● **TASK DESCRIPTION**
Count the lines in the items below that contain the string "hand", matching case exactly, and reply with only the number.

● **DATA IN THIS EXERCISE**

## Begin

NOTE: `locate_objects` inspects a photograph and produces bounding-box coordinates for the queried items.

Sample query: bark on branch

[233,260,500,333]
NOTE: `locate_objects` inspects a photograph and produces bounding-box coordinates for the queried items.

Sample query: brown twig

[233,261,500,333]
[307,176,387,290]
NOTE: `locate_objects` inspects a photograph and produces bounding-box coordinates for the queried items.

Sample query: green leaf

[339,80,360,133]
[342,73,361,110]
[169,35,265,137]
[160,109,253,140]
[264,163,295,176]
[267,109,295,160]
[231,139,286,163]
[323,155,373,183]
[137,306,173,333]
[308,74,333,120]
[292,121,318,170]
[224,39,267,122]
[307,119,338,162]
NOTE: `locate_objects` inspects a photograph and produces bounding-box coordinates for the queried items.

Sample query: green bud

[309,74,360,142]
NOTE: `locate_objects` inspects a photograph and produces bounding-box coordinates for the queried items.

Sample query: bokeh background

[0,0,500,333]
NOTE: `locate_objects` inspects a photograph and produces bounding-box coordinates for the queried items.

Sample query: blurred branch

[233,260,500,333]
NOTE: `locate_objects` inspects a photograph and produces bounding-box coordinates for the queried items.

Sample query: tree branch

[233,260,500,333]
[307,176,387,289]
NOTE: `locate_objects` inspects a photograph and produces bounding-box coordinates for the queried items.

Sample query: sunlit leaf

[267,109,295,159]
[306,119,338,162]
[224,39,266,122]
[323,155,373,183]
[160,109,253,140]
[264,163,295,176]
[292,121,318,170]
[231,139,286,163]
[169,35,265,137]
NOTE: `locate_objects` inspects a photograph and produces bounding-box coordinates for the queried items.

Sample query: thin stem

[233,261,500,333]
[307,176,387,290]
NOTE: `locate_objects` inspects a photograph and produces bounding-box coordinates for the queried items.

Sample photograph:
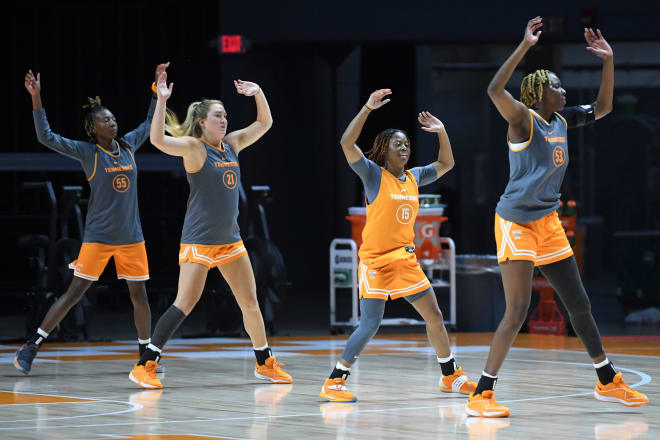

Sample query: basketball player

[129,74,292,388]
[465,17,648,417]
[320,89,475,402]
[14,63,169,374]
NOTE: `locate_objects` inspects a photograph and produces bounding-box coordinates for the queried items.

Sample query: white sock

[438,353,454,364]
[481,371,497,379]
[594,358,610,369]
[335,361,351,371]
[147,343,163,354]
[35,328,49,345]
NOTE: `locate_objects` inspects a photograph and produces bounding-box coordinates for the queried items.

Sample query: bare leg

[484,260,534,376]
[126,280,151,339]
[173,262,209,316]
[218,255,268,347]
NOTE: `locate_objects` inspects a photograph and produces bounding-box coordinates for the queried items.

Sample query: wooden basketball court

[0,334,660,440]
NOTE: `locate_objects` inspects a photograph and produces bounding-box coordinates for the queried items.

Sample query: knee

[173,292,199,316]
[61,290,85,307]
[424,309,445,327]
[566,293,591,315]
[359,317,382,338]
[504,304,529,328]
[129,284,149,305]
[236,292,259,313]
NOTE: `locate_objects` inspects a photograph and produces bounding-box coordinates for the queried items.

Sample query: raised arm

[584,28,614,119]
[149,72,196,159]
[488,17,543,141]
[25,70,43,111]
[124,63,170,152]
[339,89,392,163]
[417,112,454,178]
[25,70,89,161]
[225,79,273,154]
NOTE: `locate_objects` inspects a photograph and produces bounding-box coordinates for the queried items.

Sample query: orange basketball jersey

[359,167,419,268]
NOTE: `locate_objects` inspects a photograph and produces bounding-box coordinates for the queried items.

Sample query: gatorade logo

[222,170,238,189]
[420,223,437,238]
[552,145,566,167]
[112,174,131,192]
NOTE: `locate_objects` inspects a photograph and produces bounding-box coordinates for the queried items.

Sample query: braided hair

[520,69,550,108]
[83,96,108,142]
[365,128,410,168]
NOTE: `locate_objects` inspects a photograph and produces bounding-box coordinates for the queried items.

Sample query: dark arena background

[0,0,660,440]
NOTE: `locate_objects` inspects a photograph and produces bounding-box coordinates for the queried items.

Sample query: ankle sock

[474,371,497,396]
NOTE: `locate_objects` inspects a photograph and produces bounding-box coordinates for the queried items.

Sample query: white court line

[0,390,144,424]
[0,358,651,431]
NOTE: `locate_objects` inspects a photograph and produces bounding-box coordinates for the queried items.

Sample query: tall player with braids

[14,63,169,374]
[320,89,476,402]
[129,74,292,388]
[465,17,648,417]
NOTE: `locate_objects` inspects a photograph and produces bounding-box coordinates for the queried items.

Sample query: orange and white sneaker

[465,390,509,417]
[594,372,649,406]
[438,367,477,396]
[319,377,357,402]
[254,356,293,383]
[128,361,163,390]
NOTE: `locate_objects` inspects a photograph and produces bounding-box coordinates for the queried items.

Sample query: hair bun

[83,96,101,108]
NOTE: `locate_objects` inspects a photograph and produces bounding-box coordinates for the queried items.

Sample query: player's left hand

[417,112,445,133]
[234,79,261,96]
[154,61,170,84]
[584,28,614,60]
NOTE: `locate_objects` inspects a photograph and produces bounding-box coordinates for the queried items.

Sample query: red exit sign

[220,35,246,53]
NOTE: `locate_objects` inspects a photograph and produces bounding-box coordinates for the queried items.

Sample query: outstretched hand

[584,28,614,60]
[365,89,392,110]
[234,79,261,96]
[523,17,543,46]
[155,61,170,83]
[156,72,174,101]
[25,70,41,96]
[417,112,445,133]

## End

● **FINAL RESULT**
2